━━ EXERCISE PASSAGE

A new convulsive technique, magnetic seizure therapy (MST), is undergoing preliminary trials as a potential treatment for severe depression.
“The advantages of MST are that it uses rapidly alternating strong magnetic fields instead of electrical current and offers greater control of intracerebral current density than is possible with electroconvulsive therapy [ECT],” Sarah H Lisanby, M.D. told Psychiatric News. “We are testing whether MST could give an antidepressant response comparable to ECT but without its deleterious side effects.”
Lisanby is director of the magnetic stimulation laboratory in the department of biological psychiatry at the New York State Psychiatric Institute and an associate professor of psychiatry at Columbia University College of Physicians and Surgeons.
In a randomized within-subject comparison of MST with ECT, MST was found to be safe and well tolerated in a clinical setting. More significantly, MST had a superior, acute, cognitive side-effect profile to ECT. MST-induced seizures were shorter, and patients had fewer subjective side effects and recovered orientation faster than with ECT. Moreover, patients performed better on tests of attention, retrograde amnesia, and category fluency after MST than after ECT.
In studies funded by the Stanley Foundation, the American Federation for Aging Research (AFAR), and National Alliance for Research on Schizophrenia and Depression, 35 patients have been treated so far. Further trials are planned to evaluate the efficacy of MST in treating depression.
While ECT therapy is indispensable for treating certain forms of severe depression, it requires a strong electrical current, because the impedance of the skull shunts most of it (80 percent to 97 percent) away from the brain. ECT also produces a generalized seizure, and the antidepressant effect can vary widely from below 20 percent up to 70 percent.
Transcranial magnetic stimulation (TMS) has been proposed as a way to get around these drawbacks because the skull is transparent to magnetic fields. Although the electrical field induced by TMS depolarizes nerve cells only in the cortex, the resulting seizures are more focal than those produced by ECT (Psychiatric News, May 7).
All of these factors suggest that MST would have more control over the current path and current density in the brain than ECT.
MST-induced seizures require a higher frequency than standard TMS stimulators (40 Hz) to overcome the anticonvulsive effects of anesthetics given during convulsive therapy.
Since MST offers the advantage of being able to direct a train of current to where the seizure will take place and with much less current than ECT, if the deleterious side effects of ECT are caused by electrical current being shunted to parts of the brain different from the site involved in depression, it might be possible to direct the seizures to areas where they will do the most good and spare other parts where seizures would produce undesirable side effects. If that is what occurs, then MST would have the potential of being as effective as ECT with few or none of ECT's side effects.
Commented Mark George, M.D., an associate professor of psychiatry, radiology, and neurology and director of the function imaging division in psychiatry at the Medical University of South Carolina in Charleston:“ Lisanby and Sackeim have taken advantage of the fact that the skull is transparent to magnetic fields and have pioneered the idea of using a very powerful TMS device to produce high frequencies that can cause seizures. The big question is whether MST works as an antidepressant.”

━━━━
━━ PROVIDED DATA

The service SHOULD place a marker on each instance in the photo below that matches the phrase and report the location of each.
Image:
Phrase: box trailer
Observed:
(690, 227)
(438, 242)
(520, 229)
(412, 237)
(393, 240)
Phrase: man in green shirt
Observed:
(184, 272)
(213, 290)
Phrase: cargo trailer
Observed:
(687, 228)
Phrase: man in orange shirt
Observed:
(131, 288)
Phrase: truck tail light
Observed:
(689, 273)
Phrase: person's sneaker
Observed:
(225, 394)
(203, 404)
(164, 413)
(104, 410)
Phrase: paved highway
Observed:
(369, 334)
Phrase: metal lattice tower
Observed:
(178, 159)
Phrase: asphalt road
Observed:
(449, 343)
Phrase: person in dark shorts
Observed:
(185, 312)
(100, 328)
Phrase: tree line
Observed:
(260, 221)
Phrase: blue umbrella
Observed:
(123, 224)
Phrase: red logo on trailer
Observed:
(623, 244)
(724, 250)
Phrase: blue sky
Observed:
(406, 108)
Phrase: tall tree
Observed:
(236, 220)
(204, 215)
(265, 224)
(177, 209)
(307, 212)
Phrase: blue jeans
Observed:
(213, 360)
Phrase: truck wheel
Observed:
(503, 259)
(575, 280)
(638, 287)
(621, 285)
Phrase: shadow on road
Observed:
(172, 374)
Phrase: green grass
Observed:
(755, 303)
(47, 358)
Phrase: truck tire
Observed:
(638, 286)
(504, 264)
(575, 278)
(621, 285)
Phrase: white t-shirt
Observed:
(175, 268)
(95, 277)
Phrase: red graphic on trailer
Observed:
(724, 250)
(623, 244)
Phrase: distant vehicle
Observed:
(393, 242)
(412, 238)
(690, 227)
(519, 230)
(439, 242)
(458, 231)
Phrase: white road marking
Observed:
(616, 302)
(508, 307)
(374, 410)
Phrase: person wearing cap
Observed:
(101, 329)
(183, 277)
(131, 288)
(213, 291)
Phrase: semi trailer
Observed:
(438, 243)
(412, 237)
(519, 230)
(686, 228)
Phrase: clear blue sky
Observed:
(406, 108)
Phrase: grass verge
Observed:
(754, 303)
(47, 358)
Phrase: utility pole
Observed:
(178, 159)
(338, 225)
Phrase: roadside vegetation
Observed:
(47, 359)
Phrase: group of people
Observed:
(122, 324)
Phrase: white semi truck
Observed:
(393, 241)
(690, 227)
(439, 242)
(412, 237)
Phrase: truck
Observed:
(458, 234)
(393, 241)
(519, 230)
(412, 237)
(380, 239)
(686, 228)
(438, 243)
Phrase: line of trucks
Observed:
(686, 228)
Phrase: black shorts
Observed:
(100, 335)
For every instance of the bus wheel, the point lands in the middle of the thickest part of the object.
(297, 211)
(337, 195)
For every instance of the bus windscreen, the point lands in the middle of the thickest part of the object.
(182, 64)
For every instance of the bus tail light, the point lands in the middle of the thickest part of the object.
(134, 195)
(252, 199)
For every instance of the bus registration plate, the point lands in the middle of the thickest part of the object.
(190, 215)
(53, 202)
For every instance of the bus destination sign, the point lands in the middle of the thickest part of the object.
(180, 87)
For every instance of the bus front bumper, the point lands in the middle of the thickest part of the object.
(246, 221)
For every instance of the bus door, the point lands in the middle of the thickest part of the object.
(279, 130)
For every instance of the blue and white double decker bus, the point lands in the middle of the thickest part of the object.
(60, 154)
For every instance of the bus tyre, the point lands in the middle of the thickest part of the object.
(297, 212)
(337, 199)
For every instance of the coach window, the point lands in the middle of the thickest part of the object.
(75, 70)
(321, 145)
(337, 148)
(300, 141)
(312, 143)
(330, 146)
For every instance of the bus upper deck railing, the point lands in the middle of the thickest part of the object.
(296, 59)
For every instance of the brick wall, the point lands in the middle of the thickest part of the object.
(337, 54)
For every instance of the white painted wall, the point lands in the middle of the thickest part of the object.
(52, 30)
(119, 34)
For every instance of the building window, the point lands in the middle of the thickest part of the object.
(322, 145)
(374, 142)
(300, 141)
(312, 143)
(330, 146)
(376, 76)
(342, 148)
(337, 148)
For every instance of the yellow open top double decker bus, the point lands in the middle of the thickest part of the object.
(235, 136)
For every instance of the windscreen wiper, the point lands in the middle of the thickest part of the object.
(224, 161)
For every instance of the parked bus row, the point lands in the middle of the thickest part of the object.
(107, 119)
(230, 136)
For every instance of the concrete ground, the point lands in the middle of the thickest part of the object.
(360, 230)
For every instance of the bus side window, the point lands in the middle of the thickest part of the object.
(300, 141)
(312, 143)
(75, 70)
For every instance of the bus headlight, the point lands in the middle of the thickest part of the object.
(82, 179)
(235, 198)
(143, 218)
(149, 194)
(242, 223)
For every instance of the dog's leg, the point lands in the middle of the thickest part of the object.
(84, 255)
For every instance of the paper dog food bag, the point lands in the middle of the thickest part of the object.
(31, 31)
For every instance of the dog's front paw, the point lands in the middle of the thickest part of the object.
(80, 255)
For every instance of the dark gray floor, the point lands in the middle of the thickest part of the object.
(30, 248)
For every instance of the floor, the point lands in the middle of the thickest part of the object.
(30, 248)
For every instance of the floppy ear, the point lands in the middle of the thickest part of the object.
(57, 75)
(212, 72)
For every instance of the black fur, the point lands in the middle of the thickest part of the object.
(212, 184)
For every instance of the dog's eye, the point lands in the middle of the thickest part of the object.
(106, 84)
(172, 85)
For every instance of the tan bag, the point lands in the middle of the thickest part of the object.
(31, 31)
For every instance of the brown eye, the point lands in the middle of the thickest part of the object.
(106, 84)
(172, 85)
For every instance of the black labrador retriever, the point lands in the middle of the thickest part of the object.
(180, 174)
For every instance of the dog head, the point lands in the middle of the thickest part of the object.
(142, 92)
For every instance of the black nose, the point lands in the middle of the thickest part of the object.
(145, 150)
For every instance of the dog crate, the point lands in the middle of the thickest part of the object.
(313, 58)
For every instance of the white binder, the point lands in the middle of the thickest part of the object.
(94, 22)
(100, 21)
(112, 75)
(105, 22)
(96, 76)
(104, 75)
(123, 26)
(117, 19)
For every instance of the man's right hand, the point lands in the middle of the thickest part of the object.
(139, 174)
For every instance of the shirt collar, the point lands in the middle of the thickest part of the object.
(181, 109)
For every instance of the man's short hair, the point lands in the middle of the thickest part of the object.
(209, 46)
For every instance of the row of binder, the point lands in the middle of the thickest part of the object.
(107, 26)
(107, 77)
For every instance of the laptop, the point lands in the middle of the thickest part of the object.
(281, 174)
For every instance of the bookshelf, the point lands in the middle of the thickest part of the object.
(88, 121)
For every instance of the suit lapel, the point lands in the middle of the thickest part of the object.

━━━━

ASSIGNMENT 1
Decide whether each statement agrees with the article on magnetic seizure therapy above. Answer yes or no and quote the words from the article that settle it. (a) Thirty-five patients have received MST so far. (b) According to the article, the skull diverts most of ECT's electrical current away from the brain. (c) Seizures induced by MST lasted longer than those induced by ECT.
ASSIGNMENT 2
Carry the article on magnetic seizure therapy forward from its final sentence.

TASK OUTPUT 1
(a) Yes: "35 patients have been treated so far."
(b) Yes: "the impedance of the skull shunts most of it (80 percent to 97 percent) away from the brain."
(c) No: "MST-induced seizures were shorter."

TASK OUTPUT 2
He told Psychiatric News that one of MST's drawbacks is that it requires the use of general anesthesia to produce a seizure, which increases risk and expense. MST also needs a very high stimulation frequency, so the investigators had to develop new technology much more powerful than TMS to get an MST-type seizure.
“The big theoretical interest is that with MST there is now a way of focally producing a seizure. With TMS we have a way of going to regions of the brain and tickling them—turning them on and off—without producing a seizure. Now we might begin to settle the issue of whether you need a seizure or not to treat depression,” he said.
The fact that some studies suggest that repetitive TMS can result in a subconvulsive antidepressant effect with frequencies as low as 1-4 Hz challenges the view that a seizure is necessary for brain-stimulation techniques to exert antidepressant effects.
“Since you can treat depression with low frequency rTMS, why do you need to produce seizures with high frequency MST? What does it do differently from nonseizure therapy? And what are the brain regions to stimulate? All these questions need to be answered,” he said.
“What's exciting for me—whether we need a seizure or not to get an antidepressant effect—has been debated back and forth for years. Now the technologies are moving in a direction that within a few years we might be able to answer that.... Hopefully, we might be able to spin off one or many ways of treating depression successfully. It's all very exciting.”
Lisanby added that the antidepressant efficacy of subconvulsive TMS is under study. “It may be that some patients with more severe depression will continue to need a more robust and definitive treatment. Therefore, I do not see it as an either-or situation, but rather that we should develop all potentially helpful avenues for using brain stimulation to treat depression.”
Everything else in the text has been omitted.